- **Short exercise a**
Rewrite the records from the line with "Point to the black bicycle" through the end of the records, swapping "helmet" for "cap" and leaving everything else unchanged.

I managed to sneak in a weekend trip to Grand Cayman on a business trip in December to see Vitelline Warbler. I arrived via a somewhat convoluted route through Tulsa, Fort Worth, and Miami, but I could expense the plane ticket, making the trip more affordable. The Cayman Islands are one of the more expensive groups of islands in the Caribbean, so be forewarned. The best prices I found through hotel chains started at $130. Friends had referred me to Eldemire’s Guest House. At $82 US a night, they seemed to be the best deal I could find. The endemics can be seen on the less populated eastern part of the island in forested areas. If time is limited go to Royal Botanical Gardens, where you can see most of the birds. The Mastic Road trail is also in the same area and very productive – and free! For those looking for a big trip list, apparently a few more shorebirds and laughing Gulls can sometimes be seen in the West End area, which I did not visit. Development is growing rapidly, and according to Trevor Baxter, a local birder who has lived there for 30 years, many good birding areas have disappeared, especially over the last 5 – 10 years. Nonetheless the endemics can still be seen fairly easily in the forested eastern section.

- **Data rows**
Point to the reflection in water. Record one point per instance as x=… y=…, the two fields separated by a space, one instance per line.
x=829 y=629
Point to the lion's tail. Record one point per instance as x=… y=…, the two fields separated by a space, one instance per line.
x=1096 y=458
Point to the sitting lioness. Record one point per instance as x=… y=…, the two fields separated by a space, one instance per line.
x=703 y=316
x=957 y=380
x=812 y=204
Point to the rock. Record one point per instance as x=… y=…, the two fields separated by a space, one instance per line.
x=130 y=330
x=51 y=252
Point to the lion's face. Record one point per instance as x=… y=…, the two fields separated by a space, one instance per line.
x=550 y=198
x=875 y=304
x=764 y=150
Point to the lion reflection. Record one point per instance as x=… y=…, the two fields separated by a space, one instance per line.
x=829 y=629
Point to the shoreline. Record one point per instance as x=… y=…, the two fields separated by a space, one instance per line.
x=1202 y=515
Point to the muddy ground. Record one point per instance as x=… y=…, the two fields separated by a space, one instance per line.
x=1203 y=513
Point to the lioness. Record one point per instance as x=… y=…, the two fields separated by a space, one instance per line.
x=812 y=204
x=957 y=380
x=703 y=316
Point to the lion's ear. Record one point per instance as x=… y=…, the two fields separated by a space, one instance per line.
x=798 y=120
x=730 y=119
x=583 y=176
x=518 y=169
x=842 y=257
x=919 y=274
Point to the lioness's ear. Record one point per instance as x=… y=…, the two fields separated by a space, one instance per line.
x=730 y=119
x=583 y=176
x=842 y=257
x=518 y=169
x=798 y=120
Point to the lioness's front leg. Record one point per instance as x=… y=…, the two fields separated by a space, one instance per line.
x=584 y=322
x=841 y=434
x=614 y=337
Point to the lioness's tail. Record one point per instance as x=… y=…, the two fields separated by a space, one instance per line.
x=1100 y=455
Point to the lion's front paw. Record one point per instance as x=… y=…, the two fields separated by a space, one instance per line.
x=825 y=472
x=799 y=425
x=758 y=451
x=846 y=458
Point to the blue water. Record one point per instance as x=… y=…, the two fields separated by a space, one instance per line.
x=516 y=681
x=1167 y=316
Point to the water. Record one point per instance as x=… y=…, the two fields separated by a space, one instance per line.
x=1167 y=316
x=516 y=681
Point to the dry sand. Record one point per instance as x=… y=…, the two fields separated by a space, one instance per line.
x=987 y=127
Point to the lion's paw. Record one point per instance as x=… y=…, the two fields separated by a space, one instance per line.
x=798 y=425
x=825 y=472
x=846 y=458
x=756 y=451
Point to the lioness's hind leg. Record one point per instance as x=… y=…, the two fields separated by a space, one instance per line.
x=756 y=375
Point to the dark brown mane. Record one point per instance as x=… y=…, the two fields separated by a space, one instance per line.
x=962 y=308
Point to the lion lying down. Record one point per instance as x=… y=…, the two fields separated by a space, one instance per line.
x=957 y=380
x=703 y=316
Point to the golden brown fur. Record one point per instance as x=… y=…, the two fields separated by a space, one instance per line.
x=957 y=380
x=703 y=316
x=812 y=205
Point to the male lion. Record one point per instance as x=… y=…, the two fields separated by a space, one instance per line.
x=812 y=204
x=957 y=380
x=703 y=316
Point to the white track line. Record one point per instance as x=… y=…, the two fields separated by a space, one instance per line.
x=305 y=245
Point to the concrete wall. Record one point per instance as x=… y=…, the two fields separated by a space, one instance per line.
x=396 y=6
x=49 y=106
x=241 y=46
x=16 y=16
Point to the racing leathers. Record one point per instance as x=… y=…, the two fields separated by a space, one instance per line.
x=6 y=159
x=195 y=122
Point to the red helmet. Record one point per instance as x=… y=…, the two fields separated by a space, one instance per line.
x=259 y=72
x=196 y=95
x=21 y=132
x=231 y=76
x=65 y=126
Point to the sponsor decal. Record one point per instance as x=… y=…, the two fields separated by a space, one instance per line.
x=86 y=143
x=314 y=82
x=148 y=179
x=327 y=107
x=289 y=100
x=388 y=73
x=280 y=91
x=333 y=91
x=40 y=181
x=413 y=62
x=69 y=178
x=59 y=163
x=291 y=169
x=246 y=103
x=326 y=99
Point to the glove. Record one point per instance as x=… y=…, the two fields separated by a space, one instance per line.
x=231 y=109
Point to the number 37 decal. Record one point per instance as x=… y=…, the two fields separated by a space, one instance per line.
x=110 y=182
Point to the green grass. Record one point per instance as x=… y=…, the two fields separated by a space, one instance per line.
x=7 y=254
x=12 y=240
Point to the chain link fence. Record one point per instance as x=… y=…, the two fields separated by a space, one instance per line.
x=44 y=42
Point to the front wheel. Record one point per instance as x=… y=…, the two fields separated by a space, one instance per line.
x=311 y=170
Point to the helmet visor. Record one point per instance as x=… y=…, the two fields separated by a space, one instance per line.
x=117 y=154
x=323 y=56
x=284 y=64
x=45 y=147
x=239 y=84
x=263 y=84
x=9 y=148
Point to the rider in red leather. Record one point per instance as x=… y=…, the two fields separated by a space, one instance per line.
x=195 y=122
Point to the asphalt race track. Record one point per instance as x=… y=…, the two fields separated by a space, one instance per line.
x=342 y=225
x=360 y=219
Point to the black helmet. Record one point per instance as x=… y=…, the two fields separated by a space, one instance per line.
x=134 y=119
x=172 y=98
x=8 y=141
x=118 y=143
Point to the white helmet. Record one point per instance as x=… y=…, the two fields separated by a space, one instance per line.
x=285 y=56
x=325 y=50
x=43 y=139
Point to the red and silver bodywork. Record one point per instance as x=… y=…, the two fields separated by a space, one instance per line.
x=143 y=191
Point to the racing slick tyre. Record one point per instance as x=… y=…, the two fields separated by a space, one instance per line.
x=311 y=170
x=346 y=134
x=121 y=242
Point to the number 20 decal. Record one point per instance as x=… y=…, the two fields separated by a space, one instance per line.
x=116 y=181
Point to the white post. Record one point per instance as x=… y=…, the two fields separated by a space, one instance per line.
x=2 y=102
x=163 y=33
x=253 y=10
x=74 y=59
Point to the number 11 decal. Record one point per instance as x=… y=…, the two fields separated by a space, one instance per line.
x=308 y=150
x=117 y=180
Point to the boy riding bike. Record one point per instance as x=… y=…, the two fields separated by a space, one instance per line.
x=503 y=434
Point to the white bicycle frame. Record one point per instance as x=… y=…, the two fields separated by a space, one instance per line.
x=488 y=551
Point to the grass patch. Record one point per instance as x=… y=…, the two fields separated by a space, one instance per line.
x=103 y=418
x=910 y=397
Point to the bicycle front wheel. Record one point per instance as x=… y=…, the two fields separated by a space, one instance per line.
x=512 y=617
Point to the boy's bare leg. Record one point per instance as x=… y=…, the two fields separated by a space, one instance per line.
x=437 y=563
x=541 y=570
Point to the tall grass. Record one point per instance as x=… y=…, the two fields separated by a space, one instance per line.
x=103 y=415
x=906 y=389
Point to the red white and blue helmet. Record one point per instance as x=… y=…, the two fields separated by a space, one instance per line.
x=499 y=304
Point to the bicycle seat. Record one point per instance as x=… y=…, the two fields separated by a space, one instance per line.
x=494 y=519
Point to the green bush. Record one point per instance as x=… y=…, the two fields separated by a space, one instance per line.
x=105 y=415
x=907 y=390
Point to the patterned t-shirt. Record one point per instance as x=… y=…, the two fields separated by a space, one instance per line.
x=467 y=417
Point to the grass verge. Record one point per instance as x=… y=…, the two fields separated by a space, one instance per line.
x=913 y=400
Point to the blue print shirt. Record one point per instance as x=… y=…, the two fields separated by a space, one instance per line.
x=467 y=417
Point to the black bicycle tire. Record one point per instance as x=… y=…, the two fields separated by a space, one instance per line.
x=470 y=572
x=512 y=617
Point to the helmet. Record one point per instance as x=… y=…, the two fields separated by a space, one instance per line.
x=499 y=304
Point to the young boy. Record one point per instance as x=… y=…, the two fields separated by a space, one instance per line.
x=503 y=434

- **Short exercise b**
In the Grand Cayman birding account, how much did Eldemire's Guest House cost per night?

- **Exercise response a**
Point to the black bicycle tire. Record one point per instance as x=… y=…, the two fields separated by a space, one instance per line.
x=470 y=572
x=512 y=617
Point to the cap. Record one point per instance as x=… y=…, the two fields separated by a space, one instance per line.
x=499 y=304
Point to the young boy. Record one point per instance as x=… y=…, the two fields separated by a space, one instance per line.
x=503 y=434

- **Exercise response b**
$82 US a night.